TASK DETAILS: Count the lines of the items below that contain the word "facade", and give only the number.

-- TASK INPUT start --

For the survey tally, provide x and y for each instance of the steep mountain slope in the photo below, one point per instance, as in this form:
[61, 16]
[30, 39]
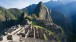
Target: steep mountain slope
[45, 20]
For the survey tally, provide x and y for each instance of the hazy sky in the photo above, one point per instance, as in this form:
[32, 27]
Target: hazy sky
[20, 3]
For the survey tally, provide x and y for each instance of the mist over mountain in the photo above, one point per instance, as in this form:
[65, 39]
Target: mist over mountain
[53, 15]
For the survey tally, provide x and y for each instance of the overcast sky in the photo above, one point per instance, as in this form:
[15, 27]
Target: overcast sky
[20, 3]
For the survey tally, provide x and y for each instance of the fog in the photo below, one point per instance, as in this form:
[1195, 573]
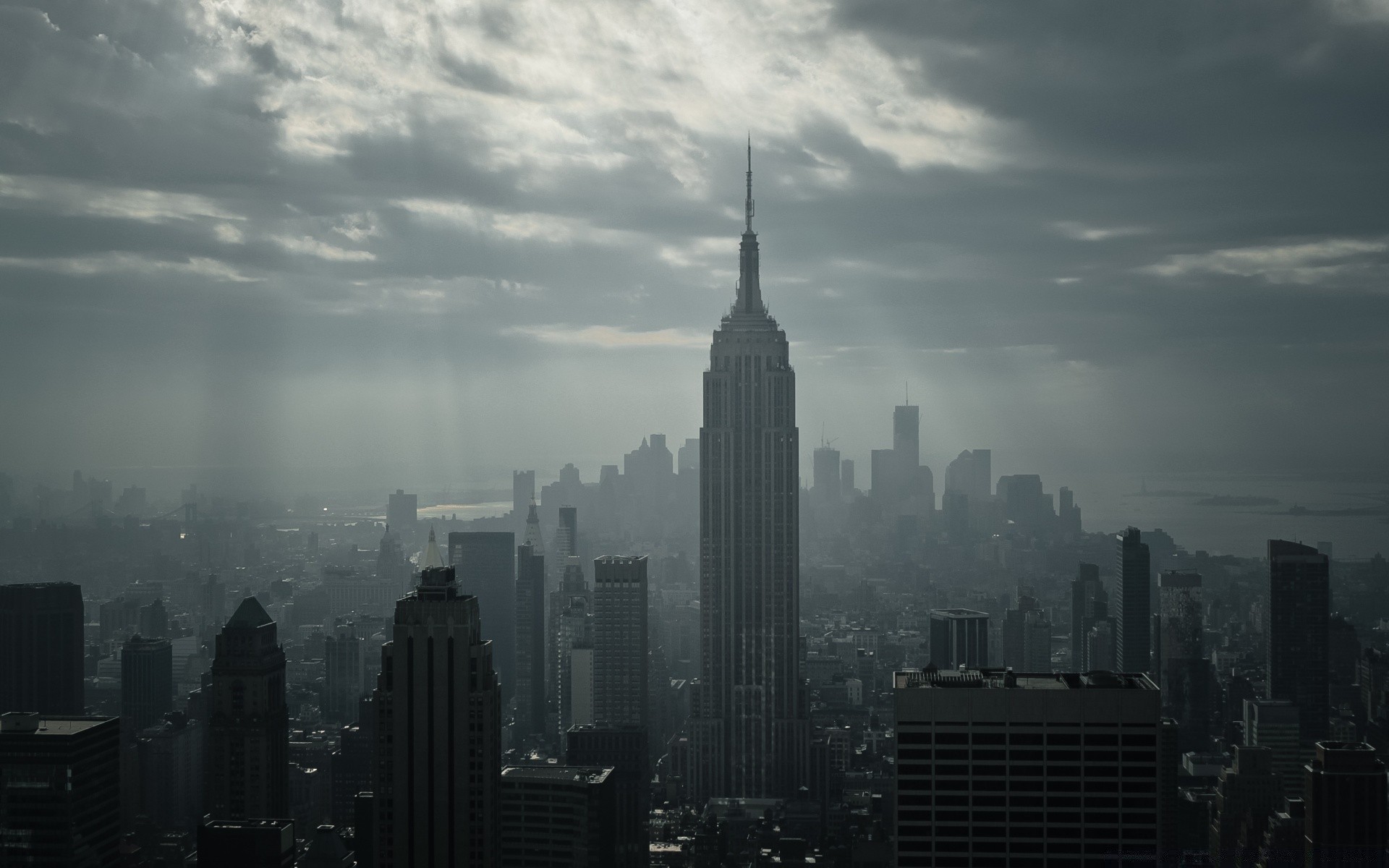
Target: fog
[448, 243]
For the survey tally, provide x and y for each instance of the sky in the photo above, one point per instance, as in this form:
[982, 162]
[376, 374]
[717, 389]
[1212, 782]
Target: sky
[451, 239]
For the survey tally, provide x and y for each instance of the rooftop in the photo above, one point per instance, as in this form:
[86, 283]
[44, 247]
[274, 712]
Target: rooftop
[22, 723]
[590, 774]
[1021, 681]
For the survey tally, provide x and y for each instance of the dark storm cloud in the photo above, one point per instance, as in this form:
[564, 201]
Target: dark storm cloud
[1087, 231]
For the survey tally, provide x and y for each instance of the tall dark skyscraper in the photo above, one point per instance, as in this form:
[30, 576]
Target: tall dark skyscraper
[247, 733]
[1089, 603]
[827, 485]
[439, 733]
[959, 637]
[1299, 606]
[620, 642]
[60, 796]
[750, 727]
[146, 684]
[530, 691]
[485, 566]
[1134, 605]
[41, 647]
[1184, 671]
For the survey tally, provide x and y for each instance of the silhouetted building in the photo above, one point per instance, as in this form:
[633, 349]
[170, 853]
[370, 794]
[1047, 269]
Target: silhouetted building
[439, 732]
[41, 647]
[1134, 605]
[623, 749]
[1184, 670]
[1248, 793]
[1089, 605]
[959, 637]
[146, 684]
[531, 632]
[827, 474]
[60, 791]
[1299, 605]
[327, 851]
[403, 511]
[1275, 724]
[522, 495]
[990, 763]
[567, 535]
[557, 817]
[246, 843]
[620, 642]
[345, 676]
[750, 728]
[486, 569]
[247, 733]
[1348, 806]
[171, 773]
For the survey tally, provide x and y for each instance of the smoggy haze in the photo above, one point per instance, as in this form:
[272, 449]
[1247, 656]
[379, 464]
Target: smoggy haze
[492, 237]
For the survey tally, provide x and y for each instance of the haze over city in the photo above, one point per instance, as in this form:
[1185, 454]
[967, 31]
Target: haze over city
[448, 241]
[645, 434]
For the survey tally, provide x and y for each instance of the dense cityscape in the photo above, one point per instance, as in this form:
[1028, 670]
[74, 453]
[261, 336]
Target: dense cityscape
[667, 434]
[705, 659]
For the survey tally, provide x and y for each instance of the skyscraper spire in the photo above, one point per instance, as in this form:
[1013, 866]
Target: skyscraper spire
[749, 286]
[750, 208]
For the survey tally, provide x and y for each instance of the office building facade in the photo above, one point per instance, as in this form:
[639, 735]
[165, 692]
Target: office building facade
[750, 728]
[1002, 768]
[486, 567]
[60, 791]
[959, 638]
[1134, 603]
[620, 642]
[1299, 608]
[41, 647]
[247, 728]
[439, 733]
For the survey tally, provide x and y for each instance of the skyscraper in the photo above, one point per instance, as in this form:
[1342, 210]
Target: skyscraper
[439, 733]
[1299, 606]
[750, 728]
[1348, 806]
[620, 641]
[247, 733]
[1134, 605]
[403, 513]
[959, 637]
[530, 691]
[1184, 671]
[827, 474]
[975, 739]
[1089, 603]
[146, 684]
[60, 796]
[41, 647]
[485, 566]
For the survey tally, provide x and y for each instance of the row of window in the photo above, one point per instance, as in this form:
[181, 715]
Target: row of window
[1097, 739]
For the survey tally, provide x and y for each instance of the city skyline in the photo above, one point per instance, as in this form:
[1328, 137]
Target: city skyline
[990, 249]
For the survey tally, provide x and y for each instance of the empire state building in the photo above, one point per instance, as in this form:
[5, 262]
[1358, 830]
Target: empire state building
[749, 732]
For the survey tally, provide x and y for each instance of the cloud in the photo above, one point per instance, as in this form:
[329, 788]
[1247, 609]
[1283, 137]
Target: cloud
[470, 203]
[1306, 263]
[611, 338]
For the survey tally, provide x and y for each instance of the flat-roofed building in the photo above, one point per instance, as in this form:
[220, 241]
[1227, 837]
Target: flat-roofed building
[557, 817]
[999, 768]
[60, 793]
[959, 637]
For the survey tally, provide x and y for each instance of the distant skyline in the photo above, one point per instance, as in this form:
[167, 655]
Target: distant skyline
[1091, 238]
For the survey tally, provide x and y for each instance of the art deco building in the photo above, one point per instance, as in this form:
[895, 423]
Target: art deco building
[439, 731]
[750, 726]
[247, 733]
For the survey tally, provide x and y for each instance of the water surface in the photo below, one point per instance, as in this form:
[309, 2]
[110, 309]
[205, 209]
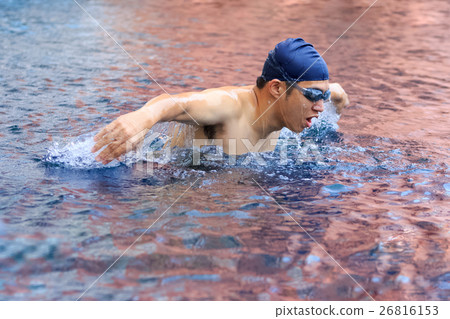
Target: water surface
[373, 193]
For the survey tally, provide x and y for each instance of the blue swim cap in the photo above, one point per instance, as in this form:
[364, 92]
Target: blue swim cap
[295, 60]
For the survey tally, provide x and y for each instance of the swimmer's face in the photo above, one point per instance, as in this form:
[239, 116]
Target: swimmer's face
[299, 111]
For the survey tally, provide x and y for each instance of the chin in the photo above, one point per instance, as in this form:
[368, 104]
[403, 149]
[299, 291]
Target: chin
[297, 129]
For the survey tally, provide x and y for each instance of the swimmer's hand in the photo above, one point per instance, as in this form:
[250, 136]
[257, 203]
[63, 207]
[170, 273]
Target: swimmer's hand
[121, 136]
[338, 97]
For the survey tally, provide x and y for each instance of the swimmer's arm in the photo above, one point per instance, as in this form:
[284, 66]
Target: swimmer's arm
[338, 97]
[126, 132]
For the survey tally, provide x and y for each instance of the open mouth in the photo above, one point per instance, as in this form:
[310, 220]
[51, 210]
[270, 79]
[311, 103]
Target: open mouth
[309, 121]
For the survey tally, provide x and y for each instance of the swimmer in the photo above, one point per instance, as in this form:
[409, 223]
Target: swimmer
[289, 93]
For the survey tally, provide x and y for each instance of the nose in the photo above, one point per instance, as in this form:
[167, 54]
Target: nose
[318, 106]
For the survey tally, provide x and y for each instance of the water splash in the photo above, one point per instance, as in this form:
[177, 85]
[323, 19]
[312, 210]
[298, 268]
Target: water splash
[77, 153]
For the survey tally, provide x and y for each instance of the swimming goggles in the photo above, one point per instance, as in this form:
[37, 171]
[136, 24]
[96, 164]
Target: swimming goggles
[313, 95]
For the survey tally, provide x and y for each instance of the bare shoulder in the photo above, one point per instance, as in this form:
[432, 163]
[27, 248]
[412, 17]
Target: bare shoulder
[216, 105]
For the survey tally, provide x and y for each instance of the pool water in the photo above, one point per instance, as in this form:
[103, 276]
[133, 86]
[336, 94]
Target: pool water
[358, 209]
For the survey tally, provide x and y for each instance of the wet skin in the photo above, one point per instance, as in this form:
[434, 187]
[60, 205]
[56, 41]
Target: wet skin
[238, 118]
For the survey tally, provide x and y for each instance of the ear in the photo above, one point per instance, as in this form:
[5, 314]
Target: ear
[276, 88]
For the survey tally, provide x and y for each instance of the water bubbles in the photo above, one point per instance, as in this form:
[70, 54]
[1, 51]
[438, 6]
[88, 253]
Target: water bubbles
[77, 153]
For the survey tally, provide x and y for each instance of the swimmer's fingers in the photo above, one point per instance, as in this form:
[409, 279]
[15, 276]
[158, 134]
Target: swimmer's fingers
[116, 149]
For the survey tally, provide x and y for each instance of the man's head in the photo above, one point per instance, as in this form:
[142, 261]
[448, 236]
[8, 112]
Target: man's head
[295, 63]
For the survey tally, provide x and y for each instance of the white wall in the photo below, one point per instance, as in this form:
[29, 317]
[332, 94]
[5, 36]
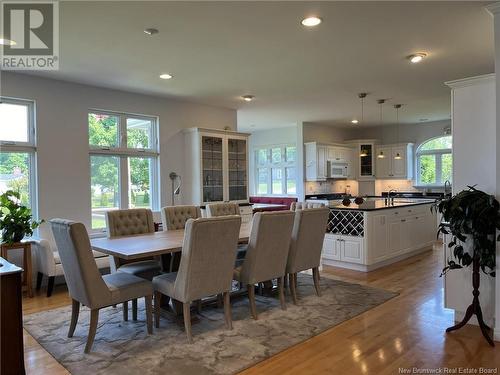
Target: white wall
[62, 132]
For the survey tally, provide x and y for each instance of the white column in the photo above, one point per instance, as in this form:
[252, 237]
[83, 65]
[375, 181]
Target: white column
[494, 10]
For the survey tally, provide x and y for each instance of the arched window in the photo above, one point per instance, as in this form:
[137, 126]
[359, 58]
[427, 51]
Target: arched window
[434, 161]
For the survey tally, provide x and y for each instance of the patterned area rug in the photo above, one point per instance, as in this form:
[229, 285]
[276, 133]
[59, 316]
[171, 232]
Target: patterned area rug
[125, 348]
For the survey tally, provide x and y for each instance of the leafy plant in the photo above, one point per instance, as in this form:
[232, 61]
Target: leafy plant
[16, 220]
[471, 215]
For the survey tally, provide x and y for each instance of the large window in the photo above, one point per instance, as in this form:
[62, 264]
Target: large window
[275, 172]
[434, 162]
[18, 149]
[123, 163]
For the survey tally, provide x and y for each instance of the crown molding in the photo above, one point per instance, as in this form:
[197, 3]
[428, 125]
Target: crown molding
[471, 81]
[493, 9]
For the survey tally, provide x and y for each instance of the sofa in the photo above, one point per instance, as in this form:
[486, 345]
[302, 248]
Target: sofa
[287, 201]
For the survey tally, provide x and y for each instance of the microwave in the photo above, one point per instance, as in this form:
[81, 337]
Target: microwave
[337, 169]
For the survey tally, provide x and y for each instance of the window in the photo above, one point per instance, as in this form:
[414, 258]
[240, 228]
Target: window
[18, 149]
[434, 162]
[276, 170]
[123, 163]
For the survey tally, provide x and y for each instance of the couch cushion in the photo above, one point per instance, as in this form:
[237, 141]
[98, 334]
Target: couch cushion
[96, 254]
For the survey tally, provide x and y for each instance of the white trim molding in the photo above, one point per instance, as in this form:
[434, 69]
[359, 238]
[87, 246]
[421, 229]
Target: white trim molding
[471, 81]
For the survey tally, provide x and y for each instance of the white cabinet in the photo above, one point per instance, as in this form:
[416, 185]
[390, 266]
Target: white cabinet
[343, 248]
[218, 166]
[394, 161]
[331, 247]
[316, 161]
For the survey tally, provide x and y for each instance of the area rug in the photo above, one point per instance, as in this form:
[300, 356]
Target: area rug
[125, 348]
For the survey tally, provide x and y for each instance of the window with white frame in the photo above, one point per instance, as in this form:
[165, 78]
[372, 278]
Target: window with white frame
[276, 170]
[123, 163]
[18, 149]
[434, 161]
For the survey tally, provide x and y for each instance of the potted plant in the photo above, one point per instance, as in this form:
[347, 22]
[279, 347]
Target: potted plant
[16, 220]
[471, 217]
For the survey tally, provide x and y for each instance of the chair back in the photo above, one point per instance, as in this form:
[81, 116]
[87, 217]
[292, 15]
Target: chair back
[268, 246]
[305, 205]
[308, 233]
[175, 217]
[208, 256]
[129, 222]
[222, 209]
[82, 276]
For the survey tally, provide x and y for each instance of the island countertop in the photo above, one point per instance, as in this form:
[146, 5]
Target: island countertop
[381, 204]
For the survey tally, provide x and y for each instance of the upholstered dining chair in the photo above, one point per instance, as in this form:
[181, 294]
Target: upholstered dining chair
[206, 268]
[305, 205]
[308, 233]
[222, 209]
[86, 285]
[266, 253]
[127, 223]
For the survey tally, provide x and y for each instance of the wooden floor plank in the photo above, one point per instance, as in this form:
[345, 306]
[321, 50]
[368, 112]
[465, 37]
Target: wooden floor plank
[407, 331]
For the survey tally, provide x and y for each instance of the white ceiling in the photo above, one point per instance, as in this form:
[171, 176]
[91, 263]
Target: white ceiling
[218, 51]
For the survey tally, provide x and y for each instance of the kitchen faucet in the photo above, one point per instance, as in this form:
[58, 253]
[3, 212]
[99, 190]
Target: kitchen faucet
[447, 185]
[391, 200]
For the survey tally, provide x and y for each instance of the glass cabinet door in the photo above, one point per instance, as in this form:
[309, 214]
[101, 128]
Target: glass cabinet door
[213, 177]
[366, 160]
[237, 166]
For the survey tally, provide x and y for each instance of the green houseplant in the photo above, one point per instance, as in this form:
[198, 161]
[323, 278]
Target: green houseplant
[471, 218]
[16, 220]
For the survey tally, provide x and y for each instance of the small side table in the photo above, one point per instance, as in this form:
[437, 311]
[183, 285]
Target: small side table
[27, 274]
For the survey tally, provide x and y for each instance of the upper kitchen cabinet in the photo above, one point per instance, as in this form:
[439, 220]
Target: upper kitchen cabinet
[394, 161]
[316, 161]
[217, 166]
[365, 159]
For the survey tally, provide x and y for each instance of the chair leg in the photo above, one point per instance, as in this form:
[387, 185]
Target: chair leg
[293, 287]
[50, 286]
[75, 311]
[39, 278]
[316, 281]
[281, 291]
[94, 318]
[149, 313]
[157, 308]
[134, 309]
[186, 312]
[227, 311]
[251, 298]
[125, 310]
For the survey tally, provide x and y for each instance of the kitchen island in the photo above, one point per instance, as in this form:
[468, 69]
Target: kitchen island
[377, 232]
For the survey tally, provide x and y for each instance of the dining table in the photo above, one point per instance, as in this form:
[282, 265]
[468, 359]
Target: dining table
[140, 246]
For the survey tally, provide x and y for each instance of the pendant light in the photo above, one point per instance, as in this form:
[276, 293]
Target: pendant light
[397, 107]
[362, 96]
[381, 155]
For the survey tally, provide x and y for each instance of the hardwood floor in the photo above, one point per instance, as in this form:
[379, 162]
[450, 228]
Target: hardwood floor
[405, 332]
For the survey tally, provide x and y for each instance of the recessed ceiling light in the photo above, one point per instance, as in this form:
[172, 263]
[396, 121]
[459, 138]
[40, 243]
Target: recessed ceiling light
[311, 21]
[151, 31]
[248, 98]
[7, 42]
[417, 57]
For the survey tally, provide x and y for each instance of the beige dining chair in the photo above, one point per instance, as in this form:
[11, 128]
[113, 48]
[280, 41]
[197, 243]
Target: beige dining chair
[308, 233]
[86, 285]
[222, 209]
[127, 223]
[305, 205]
[206, 268]
[266, 253]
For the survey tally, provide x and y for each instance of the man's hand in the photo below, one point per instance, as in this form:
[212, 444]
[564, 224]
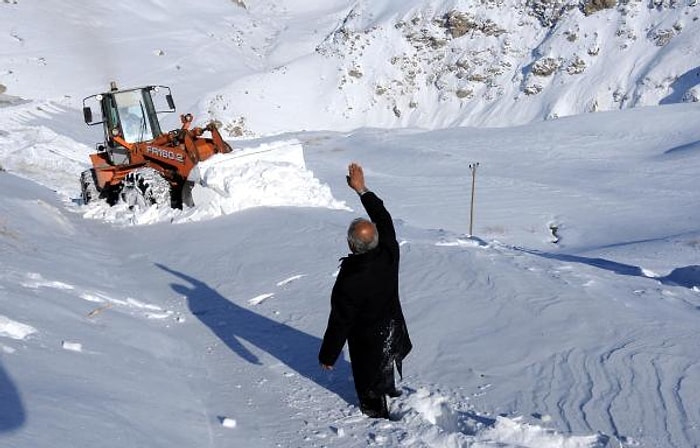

-- TASK INPUT end --

TASK RESULT: 2